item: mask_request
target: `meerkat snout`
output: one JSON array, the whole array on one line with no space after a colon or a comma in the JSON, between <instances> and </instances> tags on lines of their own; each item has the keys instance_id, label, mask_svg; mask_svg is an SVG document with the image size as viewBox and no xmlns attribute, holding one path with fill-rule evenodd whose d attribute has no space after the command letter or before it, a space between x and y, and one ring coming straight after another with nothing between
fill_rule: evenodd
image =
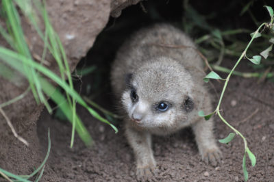
<instances>
[{"instance_id":1,"label":"meerkat snout","mask_svg":"<svg viewBox=\"0 0 274 182\"><path fill-rule=\"evenodd\" d=\"M125 135L134 152L139 180L155 174L152 134L171 134L191 127L201 159L213 166L220 162L213 120L198 115L212 108L196 49L179 29L157 24L136 32L117 53L112 86L121 99Z\"/></svg>"}]
</instances>

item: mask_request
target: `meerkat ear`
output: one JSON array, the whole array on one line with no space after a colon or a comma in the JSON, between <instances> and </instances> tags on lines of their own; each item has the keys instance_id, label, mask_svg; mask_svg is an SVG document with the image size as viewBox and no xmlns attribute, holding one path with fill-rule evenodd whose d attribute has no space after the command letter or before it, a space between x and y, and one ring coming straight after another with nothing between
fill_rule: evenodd
<instances>
[{"instance_id":1,"label":"meerkat ear","mask_svg":"<svg viewBox=\"0 0 274 182\"><path fill-rule=\"evenodd\" d=\"M132 79L132 73L127 73L125 75L125 85L129 86L130 84L130 81Z\"/></svg>"},{"instance_id":2,"label":"meerkat ear","mask_svg":"<svg viewBox=\"0 0 274 182\"><path fill-rule=\"evenodd\" d=\"M187 96L184 101L182 106L183 106L183 109L186 112L191 112L194 108L193 100L190 97Z\"/></svg>"}]
</instances>

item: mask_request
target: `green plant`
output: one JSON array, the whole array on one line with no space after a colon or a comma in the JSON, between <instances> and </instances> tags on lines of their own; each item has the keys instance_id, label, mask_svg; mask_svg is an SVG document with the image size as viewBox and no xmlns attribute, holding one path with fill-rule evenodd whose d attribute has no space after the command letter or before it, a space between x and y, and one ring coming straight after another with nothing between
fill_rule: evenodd
<instances>
[{"instance_id":1,"label":"green plant","mask_svg":"<svg viewBox=\"0 0 274 182\"><path fill-rule=\"evenodd\" d=\"M28 48L15 4L28 18L44 42L44 51L42 55L40 56L39 60L40 63L34 60L34 55L32 55ZM35 10L38 10L38 11ZM38 14L37 12L39 12L40 14ZM17 80L14 79L16 77L7 77L6 75L7 74L14 75L15 72L20 73L28 80L29 90L32 90L38 103L43 103L49 112L51 113L52 109L47 102L46 94L58 105L73 125L71 147L73 145L75 130L86 145L89 146L93 143L92 138L76 114L76 103L84 106L92 116L100 121L110 125L117 132L117 129L112 124L90 107L75 91L64 49L50 23L45 1L41 3L40 1L37 0L3 0L2 1L1 13L3 18L5 20L6 29L0 27L0 33L12 49L0 47L0 64L8 68L5 69L5 71L3 69L0 69L0 75L16 84ZM39 16L42 17L44 23L45 32L38 25ZM60 77L51 71L44 64L47 52L49 52L56 60ZM23 68L22 69L22 68ZM66 79L68 79L68 83L66 83ZM64 96L56 89L56 87L51 83L51 81L57 83L65 91L66 96ZM26 92L27 92L27 91ZM5 107L16 101L22 99L24 95L22 94L20 97L1 103L1 107Z\"/></svg>"},{"instance_id":2,"label":"green plant","mask_svg":"<svg viewBox=\"0 0 274 182\"><path fill-rule=\"evenodd\" d=\"M34 180L34 181L39 181L39 180L41 179L42 175L44 172L44 168L45 164L47 162L47 159L49 158L49 153L51 151L51 136L50 136L50 132L49 132L49 129L48 131L48 147L47 147L47 152L46 157L45 157L44 161L41 163L41 164L39 166L37 169L36 169L32 174L29 175L16 175L14 174L12 174L10 172L8 172L2 168L0 168L0 175L1 175L3 177L4 177L5 179L7 179L8 181L22 181L22 182L30 182L29 179L34 177L35 175L38 174L38 172L40 172L39 175L36 177L36 179Z\"/></svg>"},{"instance_id":3,"label":"green plant","mask_svg":"<svg viewBox=\"0 0 274 182\"><path fill-rule=\"evenodd\" d=\"M244 176L245 176L245 180L247 181L248 179L248 172L247 170L247 167L246 167L246 155L247 154L248 157L249 157L251 161L251 164L252 166L254 166L256 165L256 158L255 157L255 155L251 152L251 151L249 150L249 148L247 146L247 142L246 138L242 135L242 134L238 131L236 129L235 129L234 127L232 127L228 122L227 122L225 120L225 119L223 117L223 116L221 114L220 112L220 106L221 106L221 103L222 102L223 100L223 97L225 91L225 89L227 86L227 83L228 81L229 80L229 78L231 77L231 75L232 75L232 73L234 73L235 68L236 68L236 66L238 65L238 64L240 63L240 62L242 60L242 59L243 57L246 57L247 58L250 62L251 62L253 64L260 64L260 61L262 60L262 56L264 57L264 58L266 59L269 52L271 51L272 49L272 46L273 44L273 38L270 39L269 41L271 43L271 46L269 47L269 48L267 48L266 50L263 51L262 52L260 53L261 55L254 55L252 57L252 58L249 58L247 56L247 52L249 50L249 48L251 45L251 44L253 42L253 41L254 40L255 38L257 38L258 37L260 37L262 36L261 32L259 32L262 29L262 31L265 29L265 28L269 28L270 29L273 29L274 26L273 26L273 21L274 21L274 13L273 13L273 10L272 9L271 7L270 6L265 6L266 8L267 9L268 12L269 12L270 16L271 16L271 21L269 23L264 23L262 24L261 24L259 27L257 29L257 30L251 34L251 39L249 41L249 42L248 43L247 46L246 47L245 51L242 52L242 53L241 54L241 55L240 56L239 59L238 60L237 62L235 64L234 66L233 67L233 68L230 70L229 73L228 74L227 77L225 79L222 79L217 73L216 73L214 71L211 71L208 75L206 75L204 78L204 81L206 82L208 82L210 79L221 79L225 81L225 84L222 90L222 92L221 94L221 96L218 103L218 105L216 106L216 108L215 109L215 110L210 114L207 114L205 115L205 114L203 113L203 111L200 111L199 112L199 115L200 116L204 117L206 120L208 120L209 118L210 118L210 117L214 114L217 114L220 118L221 119L221 120L225 123L225 125L227 125L231 129L232 129L236 134L239 135L243 140L244 143L245 143L245 154L244 154L244 157L242 159L242 169L243 169L243 172L244 172ZM229 135L223 139L223 140L220 140L219 142L221 143L228 143L230 141L232 140L232 139L234 138L234 137L235 136L235 133L230 133Z\"/></svg>"}]
</instances>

What you should do
Make an exact copy of the records above, with the pictures left out.

Result for this exercise
item: mask_request
target: `meerkat snout`
output: one JSON array, the whole array on one line with no space after a colon or a comma in the JSON, between <instances> and </instances> tags on lines of their own; each item has the keys instance_id, label, mask_svg; mask_svg is an SVG document with the image size as viewBox and no xmlns attribute, holding one path with fill-rule evenodd whose d attribute has no space after the command letter or before it, a space between x and y, and one ring coming straight after another with nothing between
fill_rule: evenodd
image =
<instances>
[{"instance_id":1,"label":"meerkat snout","mask_svg":"<svg viewBox=\"0 0 274 182\"><path fill-rule=\"evenodd\" d=\"M125 135L134 152L139 180L155 174L152 134L171 134L191 127L201 159L213 166L220 162L213 120L198 115L212 108L196 49L179 29L157 24L136 32L117 53L112 86L121 99Z\"/></svg>"}]
</instances>

item: mask_request
target: `meerkat ear`
output: one JSON array, the whole array on one line with no space after a colon or a comma in the JSON, between <instances> and </instances> tags on lines of their own; each item has the keys instance_id, label, mask_svg; mask_svg is an SVG document with the image size as viewBox and no xmlns attribute, holding one path with fill-rule evenodd whose d attribute has no space after the command letter or before it, a space between x and y, and one ring coming straight after another with nothing between
fill_rule: evenodd
<instances>
[{"instance_id":1,"label":"meerkat ear","mask_svg":"<svg viewBox=\"0 0 274 182\"><path fill-rule=\"evenodd\" d=\"M132 79L132 73L127 73L125 75L125 85L129 86L130 84L130 81Z\"/></svg>"},{"instance_id":2,"label":"meerkat ear","mask_svg":"<svg viewBox=\"0 0 274 182\"><path fill-rule=\"evenodd\" d=\"M187 96L184 101L182 106L183 106L183 109L186 112L191 112L194 108L193 100L190 97Z\"/></svg>"}]
</instances>

item: mask_request
target: `green plant`
output: one JSON array, the whole array on one line with no space after a colon or a comma in the JSON, between <instances> and </instances> tags on lines of their own; each item has the keys instance_id, label, mask_svg; mask_svg is an SVG document with the image size as viewBox and no xmlns attribute, holding one path with fill-rule evenodd whose d attribute has no space after the command letter or before it, a space between x and y, and one ring coming straight after another with nothing between
fill_rule: evenodd
<instances>
[{"instance_id":1,"label":"green plant","mask_svg":"<svg viewBox=\"0 0 274 182\"><path fill-rule=\"evenodd\" d=\"M28 48L15 4L28 18L44 42L44 51L42 55L40 56L39 60L40 63L34 60L34 55L32 55ZM35 10L38 10L38 11ZM38 14L37 12L39 12L40 14ZM17 80L14 79L16 77L7 77L6 75L7 74L14 75L15 72L20 73L28 80L29 90L32 90L38 103L43 103L49 112L51 113L52 109L47 102L46 94L58 105L73 125L71 147L73 145L75 130L86 145L89 146L93 143L92 138L76 114L76 103L84 106L92 116L100 121L110 125L117 132L117 129L112 124L90 107L75 91L64 49L50 23L45 1L41 3L40 1L37 0L3 0L2 1L1 13L3 18L5 20L6 29L0 27L0 33L12 49L0 47L0 64L8 68L5 69L5 71L3 69L0 69L0 75L16 84ZM39 16L42 17L44 23L45 32L38 25ZM60 77L51 71L44 64L47 52L49 52L56 60ZM23 68L22 69L22 68ZM66 79L68 79L68 83L66 83ZM64 96L56 89L56 87L51 83L51 81L57 83L65 91L66 96ZM26 92L27 92L27 91ZM5 107L16 101L22 99L24 95L22 94L20 97L1 103L1 107Z\"/></svg>"},{"instance_id":2,"label":"green plant","mask_svg":"<svg viewBox=\"0 0 274 182\"><path fill-rule=\"evenodd\" d=\"M34 180L34 181L39 181L39 180L41 179L42 175L44 172L44 168L45 164L47 162L47 159L49 158L49 153L51 151L51 136L50 136L50 132L49 132L49 129L48 131L48 147L47 147L47 152L46 157L45 157L44 161L41 163L41 164L39 166L37 169L36 169L32 174L29 175L16 175L14 174L12 174L10 172L8 172L2 168L0 168L0 175L1 175L3 177L4 177L5 179L7 179L8 181L22 181L22 182L30 182L29 179L34 177L35 175L38 174L38 172L40 172L39 175L36 177L36 179Z\"/></svg>"},{"instance_id":3,"label":"green plant","mask_svg":"<svg viewBox=\"0 0 274 182\"><path fill-rule=\"evenodd\" d=\"M244 176L245 176L245 180L247 181L248 179L248 172L247 170L247 167L246 167L246 155L247 154L248 157L249 157L251 161L251 164L252 166L254 166L256 165L256 158L255 157L255 155L251 152L251 151L249 150L249 148L247 146L247 142L246 138L242 135L242 134L238 131L236 129L235 129L234 127L232 127L228 122L227 122L225 120L225 119L223 117L223 116L221 114L220 112L220 106L221 106L221 103L222 102L223 100L223 97L225 91L225 89L227 86L227 83L228 81L229 80L229 78L231 77L231 75L232 75L232 73L234 73L235 68L236 68L236 66L238 65L238 64L240 63L240 62L242 60L242 59L243 57L246 57L247 58L250 62L251 62L253 64L260 64L260 61L262 60L262 56L264 57L264 58L266 59L269 52L271 51L272 49L272 46L273 44L273 38L270 39L269 41L271 43L271 46L269 47L269 48L267 48L266 50L263 51L262 52L260 53L261 55L254 55L252 57L252 58L249 58L247 56L247 52L249 50L249 48L251 45L251 44L253 42L253 41L254 40L255 38L257 38L258 37L260 37L262 36L261 32L259 32L262 29L262 31L265 29L265 28L269 28L270 29L273 29L274 26L273 26L273 21L274 21L274 13L273 13L273 10L272 9L271 7L270 6L265 6L266 8L267 9L268 12L269 12L270 16L271 16L271 21L269 23L264 23L262 24L261 24L259 27L257 29L257 30L251 34L251 39L249 41L249 42L248 43L247 46L246 47L245 51L242 52L242 53L241 54L241 55L240 56L239 59L238 60L237 62L235 64L234 66L233 67L233 68L230 70L229 73L228 74L227 77L225 79L222 79L217 73L216 73L214 71L211 71L208 75L206 75L204 78L204 81L206 82L208 82L210 79L221 79L225 81L225 84L222 90L222 92L221 94L221 96L218 103L218 105L216 106L216 108L215 109L215 110L210 114L207 114L205 115L205 114L203 113L203 111L200 111L199 112L199 115L200 116L204 117L206 120L208 120L209 118L210 118L210 117L214 114L217 114L220 118L221 119L221 120L225 123L225 125L227 125L231 129L232 129L236 134L239 135L243 140L244 143L245 143L245 154L244 154L244 157L242 159L242 169L243 169L243 172L244 172ZM229 135L223 139L223 140L220 140L219 142L221 143L228 143L230 141L232 140L232 139L234 138L234 137L235 136L235 133L230 133Z\"/></svg>"}]
</instances>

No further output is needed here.